» **Problem**
Extend the crockpot Boston brown bread recipe, picking up right after its final sentence.

» **Source extract**
Title: Boston Brown Bread - Crockpot
Categories: Breads, Crockpot
Yield: 1 servings

1 c Whole wheat flour
1 c Rye flour
1 c Yellow cornmeal
2 ts Baking soda
1 1/2 ts Salt
1/2 c Dark molasses
1 1/2 c Buttermilk
1 c Seedless raisins
2 c Hot water

Boston Brown Bread 3 to 4 hours This is great with baked
beans and franks. It's dark and dense, and leftovers make
wonderful toast.
To Cook: In a large bowl, combine the whole wheat and
rye flour, cornmeal, baking soda, and salt. Make a well in
the center and pour in the molasses, buttermilk, and
raisins. Stir until all the ingredients are combined.

» **Recorded information**
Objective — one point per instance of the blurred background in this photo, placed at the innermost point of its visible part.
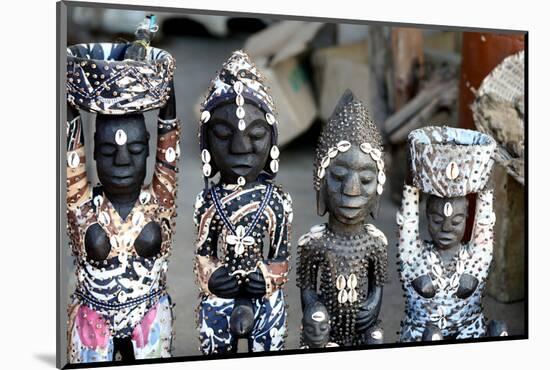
(407, 78)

» **Exercise response**
Grease a 2- quart mold, flour it, and fill. The batter
should not fill more than 2/3 of the mold. Cover with foil
and tie with string. Set the mold on a trivet in the bottom
of the slow cooker. Pour the hot water into the pot, cover
the pot, and cook on High for 3 to 4 hours. The bread is
done when the top is dry and recedes from the edge of the
mold. Cool the bread on a rack for 10 minutes, then turn
out and serve. Makes 1 loaf.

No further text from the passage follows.